**STATED GOAL:** Rewrite the items starting at the line containing "segment girl's face" and ending at the line containing "M 69 115 L 72", replacing "all instances" with "every instance" and leaving all else unchanged.

>> start

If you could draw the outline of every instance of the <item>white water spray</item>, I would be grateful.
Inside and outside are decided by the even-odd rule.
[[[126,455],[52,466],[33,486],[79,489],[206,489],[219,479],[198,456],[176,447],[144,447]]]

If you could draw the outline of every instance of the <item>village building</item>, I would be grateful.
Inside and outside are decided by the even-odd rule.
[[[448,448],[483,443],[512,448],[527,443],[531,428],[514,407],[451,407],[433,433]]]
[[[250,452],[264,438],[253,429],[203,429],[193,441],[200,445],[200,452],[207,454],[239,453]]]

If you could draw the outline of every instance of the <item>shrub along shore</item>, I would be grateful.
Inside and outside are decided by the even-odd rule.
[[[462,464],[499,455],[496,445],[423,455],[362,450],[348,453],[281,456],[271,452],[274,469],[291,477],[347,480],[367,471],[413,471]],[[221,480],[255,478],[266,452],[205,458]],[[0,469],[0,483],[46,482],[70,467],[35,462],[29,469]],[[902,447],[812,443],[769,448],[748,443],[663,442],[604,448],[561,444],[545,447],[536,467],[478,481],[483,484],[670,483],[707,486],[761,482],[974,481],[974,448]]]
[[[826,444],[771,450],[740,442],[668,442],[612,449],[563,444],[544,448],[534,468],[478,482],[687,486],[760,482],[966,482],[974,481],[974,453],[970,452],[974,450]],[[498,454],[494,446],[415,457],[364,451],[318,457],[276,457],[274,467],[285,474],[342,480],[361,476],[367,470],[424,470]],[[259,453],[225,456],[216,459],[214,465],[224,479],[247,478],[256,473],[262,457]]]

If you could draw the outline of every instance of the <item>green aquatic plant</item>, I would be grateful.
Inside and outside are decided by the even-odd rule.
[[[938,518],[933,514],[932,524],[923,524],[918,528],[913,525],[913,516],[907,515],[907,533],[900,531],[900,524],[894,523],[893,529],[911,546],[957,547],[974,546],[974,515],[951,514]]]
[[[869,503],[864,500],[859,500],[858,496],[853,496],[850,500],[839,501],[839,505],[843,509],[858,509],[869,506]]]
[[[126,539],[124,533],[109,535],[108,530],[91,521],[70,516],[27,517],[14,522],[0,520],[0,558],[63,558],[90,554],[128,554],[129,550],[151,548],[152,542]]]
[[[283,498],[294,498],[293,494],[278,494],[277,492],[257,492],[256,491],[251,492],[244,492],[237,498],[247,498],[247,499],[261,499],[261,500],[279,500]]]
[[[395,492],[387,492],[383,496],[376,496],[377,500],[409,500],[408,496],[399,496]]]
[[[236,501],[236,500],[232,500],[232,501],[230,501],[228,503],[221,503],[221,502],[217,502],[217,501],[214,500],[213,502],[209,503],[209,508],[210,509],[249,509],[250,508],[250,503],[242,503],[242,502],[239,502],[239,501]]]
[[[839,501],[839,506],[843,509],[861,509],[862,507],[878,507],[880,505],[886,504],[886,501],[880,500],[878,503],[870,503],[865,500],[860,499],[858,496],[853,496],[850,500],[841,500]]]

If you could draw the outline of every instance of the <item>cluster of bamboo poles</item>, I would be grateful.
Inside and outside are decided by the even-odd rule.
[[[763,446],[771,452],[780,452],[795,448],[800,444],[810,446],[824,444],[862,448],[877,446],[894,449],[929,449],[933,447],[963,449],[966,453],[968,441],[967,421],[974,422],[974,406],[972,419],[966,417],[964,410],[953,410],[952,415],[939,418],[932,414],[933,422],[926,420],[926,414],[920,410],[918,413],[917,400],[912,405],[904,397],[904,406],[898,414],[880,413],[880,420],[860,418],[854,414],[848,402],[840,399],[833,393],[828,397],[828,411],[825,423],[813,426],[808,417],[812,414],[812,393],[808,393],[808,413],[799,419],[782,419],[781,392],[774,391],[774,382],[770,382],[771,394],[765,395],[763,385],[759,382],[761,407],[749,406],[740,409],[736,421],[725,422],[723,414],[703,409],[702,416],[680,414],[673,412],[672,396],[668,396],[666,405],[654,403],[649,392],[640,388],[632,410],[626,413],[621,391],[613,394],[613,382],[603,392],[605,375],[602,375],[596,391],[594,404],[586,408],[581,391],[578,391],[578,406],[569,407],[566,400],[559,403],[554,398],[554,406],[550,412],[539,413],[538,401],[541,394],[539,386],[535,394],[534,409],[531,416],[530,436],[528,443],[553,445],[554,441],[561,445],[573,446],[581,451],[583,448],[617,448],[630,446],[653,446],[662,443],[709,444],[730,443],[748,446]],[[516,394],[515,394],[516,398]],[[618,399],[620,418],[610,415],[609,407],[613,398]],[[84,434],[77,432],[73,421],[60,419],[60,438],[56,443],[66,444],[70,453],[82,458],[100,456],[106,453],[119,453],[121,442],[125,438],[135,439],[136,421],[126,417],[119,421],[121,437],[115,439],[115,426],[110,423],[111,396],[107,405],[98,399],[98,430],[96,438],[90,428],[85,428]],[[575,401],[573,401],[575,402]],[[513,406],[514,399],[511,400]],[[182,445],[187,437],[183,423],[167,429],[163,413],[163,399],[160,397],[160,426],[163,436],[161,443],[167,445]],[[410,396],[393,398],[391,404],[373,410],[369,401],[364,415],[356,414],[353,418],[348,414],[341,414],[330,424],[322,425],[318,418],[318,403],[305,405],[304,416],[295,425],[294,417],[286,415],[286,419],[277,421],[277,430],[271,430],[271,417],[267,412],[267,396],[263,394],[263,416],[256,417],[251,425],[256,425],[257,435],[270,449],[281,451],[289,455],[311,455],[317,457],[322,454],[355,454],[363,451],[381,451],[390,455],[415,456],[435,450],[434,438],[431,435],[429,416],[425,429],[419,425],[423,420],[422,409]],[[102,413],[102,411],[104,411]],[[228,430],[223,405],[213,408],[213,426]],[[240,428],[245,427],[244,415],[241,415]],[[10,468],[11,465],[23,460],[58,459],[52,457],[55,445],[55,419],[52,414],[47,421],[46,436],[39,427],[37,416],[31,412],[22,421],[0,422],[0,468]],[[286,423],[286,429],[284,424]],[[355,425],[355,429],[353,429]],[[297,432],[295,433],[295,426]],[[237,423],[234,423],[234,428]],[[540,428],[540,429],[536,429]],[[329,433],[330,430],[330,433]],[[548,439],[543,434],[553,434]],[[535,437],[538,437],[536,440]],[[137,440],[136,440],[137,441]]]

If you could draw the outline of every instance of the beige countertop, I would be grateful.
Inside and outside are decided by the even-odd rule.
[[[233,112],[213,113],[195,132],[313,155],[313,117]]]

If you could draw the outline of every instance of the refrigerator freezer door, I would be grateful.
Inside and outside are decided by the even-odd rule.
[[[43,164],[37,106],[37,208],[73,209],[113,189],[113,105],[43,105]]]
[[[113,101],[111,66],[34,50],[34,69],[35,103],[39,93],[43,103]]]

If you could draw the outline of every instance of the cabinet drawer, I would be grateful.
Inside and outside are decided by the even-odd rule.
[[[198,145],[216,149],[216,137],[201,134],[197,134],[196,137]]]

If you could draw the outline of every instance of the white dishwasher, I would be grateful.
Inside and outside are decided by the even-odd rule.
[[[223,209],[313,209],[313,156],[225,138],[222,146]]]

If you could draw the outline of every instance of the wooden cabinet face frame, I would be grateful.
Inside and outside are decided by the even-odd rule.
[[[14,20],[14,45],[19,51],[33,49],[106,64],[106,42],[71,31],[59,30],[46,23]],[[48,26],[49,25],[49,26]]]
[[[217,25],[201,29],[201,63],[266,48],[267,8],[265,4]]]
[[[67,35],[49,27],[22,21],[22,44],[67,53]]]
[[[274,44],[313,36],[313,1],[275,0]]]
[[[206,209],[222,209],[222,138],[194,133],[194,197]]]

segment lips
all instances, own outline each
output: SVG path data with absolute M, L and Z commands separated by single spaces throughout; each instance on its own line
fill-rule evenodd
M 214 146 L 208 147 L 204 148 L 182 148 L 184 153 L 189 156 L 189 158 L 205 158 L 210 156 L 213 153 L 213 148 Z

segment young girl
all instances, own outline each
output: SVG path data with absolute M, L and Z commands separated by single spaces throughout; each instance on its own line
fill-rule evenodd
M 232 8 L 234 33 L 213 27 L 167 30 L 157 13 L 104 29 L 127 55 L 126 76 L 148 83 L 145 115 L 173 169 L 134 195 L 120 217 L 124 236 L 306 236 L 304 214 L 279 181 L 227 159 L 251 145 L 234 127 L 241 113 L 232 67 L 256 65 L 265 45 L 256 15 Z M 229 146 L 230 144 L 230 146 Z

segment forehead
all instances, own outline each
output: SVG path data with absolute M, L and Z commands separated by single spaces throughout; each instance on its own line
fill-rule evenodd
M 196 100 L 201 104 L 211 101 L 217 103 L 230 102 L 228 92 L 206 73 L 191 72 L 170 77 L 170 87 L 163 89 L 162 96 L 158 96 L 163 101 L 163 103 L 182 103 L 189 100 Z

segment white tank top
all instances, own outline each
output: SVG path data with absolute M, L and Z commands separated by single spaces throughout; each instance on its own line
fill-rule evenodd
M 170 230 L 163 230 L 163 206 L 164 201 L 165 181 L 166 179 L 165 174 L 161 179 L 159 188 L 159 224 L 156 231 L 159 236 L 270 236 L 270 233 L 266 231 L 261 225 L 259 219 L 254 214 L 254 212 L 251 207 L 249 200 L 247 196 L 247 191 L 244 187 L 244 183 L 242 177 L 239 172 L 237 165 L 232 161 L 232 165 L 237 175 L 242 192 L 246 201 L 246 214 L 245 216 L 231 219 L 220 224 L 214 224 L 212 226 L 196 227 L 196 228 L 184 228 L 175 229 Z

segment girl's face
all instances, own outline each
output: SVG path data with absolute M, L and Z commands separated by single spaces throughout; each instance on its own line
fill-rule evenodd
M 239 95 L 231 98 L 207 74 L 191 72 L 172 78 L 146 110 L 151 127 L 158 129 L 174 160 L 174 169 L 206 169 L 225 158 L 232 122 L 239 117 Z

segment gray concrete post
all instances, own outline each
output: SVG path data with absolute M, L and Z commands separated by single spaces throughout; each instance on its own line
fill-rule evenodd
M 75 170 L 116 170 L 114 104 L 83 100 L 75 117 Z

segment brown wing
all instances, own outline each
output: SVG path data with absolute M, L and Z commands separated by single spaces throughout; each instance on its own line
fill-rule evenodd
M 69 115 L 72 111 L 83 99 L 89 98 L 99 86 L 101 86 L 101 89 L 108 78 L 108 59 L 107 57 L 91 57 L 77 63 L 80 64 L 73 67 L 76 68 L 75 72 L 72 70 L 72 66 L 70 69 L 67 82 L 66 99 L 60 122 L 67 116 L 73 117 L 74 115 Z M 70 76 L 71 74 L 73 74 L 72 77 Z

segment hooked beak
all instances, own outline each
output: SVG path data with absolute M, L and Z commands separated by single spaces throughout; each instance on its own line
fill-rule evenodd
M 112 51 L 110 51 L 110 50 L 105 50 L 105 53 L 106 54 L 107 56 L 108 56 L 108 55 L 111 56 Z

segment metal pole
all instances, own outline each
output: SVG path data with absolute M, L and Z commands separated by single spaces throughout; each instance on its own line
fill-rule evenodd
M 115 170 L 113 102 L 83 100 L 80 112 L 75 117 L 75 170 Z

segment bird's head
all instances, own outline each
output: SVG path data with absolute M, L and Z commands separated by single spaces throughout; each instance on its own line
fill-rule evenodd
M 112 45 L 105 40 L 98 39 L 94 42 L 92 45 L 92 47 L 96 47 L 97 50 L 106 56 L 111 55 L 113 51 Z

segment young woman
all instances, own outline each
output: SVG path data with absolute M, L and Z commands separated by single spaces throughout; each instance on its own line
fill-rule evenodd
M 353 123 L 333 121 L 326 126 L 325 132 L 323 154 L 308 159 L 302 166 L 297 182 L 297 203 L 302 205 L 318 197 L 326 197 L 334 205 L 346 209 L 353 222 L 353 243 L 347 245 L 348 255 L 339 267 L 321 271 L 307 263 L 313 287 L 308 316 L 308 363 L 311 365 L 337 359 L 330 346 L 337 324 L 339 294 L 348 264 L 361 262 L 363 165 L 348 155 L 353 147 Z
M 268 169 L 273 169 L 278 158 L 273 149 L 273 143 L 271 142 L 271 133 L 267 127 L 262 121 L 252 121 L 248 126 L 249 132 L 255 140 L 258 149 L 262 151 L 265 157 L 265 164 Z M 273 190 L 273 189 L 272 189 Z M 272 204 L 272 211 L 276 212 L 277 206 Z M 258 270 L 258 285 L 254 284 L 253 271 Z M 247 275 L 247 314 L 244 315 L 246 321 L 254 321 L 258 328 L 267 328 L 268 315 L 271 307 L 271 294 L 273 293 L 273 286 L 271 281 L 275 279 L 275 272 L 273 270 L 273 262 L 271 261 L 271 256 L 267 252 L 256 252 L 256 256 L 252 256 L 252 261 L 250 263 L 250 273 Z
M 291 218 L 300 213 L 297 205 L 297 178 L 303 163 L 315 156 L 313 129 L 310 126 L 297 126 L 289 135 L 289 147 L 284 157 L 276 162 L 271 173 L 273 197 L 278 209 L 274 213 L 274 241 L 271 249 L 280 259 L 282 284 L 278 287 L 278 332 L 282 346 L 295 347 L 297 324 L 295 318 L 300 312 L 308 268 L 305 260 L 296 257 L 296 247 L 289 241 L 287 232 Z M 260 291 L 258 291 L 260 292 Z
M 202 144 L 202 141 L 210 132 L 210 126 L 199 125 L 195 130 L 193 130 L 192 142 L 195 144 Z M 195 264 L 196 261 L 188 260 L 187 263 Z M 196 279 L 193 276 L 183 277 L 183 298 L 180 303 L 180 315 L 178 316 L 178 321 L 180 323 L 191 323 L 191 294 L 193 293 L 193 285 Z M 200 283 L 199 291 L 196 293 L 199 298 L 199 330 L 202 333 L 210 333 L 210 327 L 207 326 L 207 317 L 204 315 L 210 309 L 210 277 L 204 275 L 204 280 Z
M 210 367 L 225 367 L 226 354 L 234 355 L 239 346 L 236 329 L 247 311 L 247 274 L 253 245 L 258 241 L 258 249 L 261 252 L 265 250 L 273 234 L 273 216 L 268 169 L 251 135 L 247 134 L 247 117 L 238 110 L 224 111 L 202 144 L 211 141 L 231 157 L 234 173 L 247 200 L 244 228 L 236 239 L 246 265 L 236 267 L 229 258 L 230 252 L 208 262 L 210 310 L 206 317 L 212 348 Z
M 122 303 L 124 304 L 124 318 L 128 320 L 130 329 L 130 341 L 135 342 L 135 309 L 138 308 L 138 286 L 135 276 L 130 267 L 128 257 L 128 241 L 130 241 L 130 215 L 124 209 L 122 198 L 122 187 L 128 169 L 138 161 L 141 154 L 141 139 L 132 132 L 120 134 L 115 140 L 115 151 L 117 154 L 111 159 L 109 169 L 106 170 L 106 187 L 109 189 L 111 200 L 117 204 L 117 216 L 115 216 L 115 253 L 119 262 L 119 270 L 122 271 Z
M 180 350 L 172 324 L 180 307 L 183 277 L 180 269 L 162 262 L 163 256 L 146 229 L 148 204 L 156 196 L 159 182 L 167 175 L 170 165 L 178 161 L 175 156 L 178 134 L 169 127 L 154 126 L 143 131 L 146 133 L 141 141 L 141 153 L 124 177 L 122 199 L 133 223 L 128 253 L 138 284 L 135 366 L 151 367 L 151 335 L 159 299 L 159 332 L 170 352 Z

>> end

**WRITTEN RESPONSE:**
segment girl's face
every instance, own outline each
output: SVG path data with absolute M, L and Z commands separated by single spaces throughout; each instance on its own line
fill-rule evenodd
M 239 95 L 231 98 L 207 74 L 191 72 L 172 78 L 146 110 L 151 127 L 158 129 L 174 160 L 174 169 L 206 169 L 225 158 L 232 122 L 239 117 Z

segment gray concrete post
every instance, own outline each
output: SVG path data with absolute M, L and Z commands separated by single spaces throughout; each instance on its own line
fill-rule evenodd
M 75 170 L 116 170 L 114 104 L 83 100 L 75 117 Z

segment brown wing
every instance, own outline each
output: SVG path data with absolute M, L and Z commands separated by single spaces throughout; each instance on its own line
fill-rule evenodd
M 69 115 L 72 111 L 83 99 L 89 98 L 99 86 L 101 86 L 101 89 L 108 78 L 108 59 L 107 57 L 91 57 L 77 63 L 80 64 L 73 67 L 76 68 L 75 72 L 72 70 L 72 66 L 70 69 L 67 82 L 66 99 L 60 122 L 67 116 L 73 117 L 74 115 Z M 70 76 L 71 74 L 73 74 L 72 77 Z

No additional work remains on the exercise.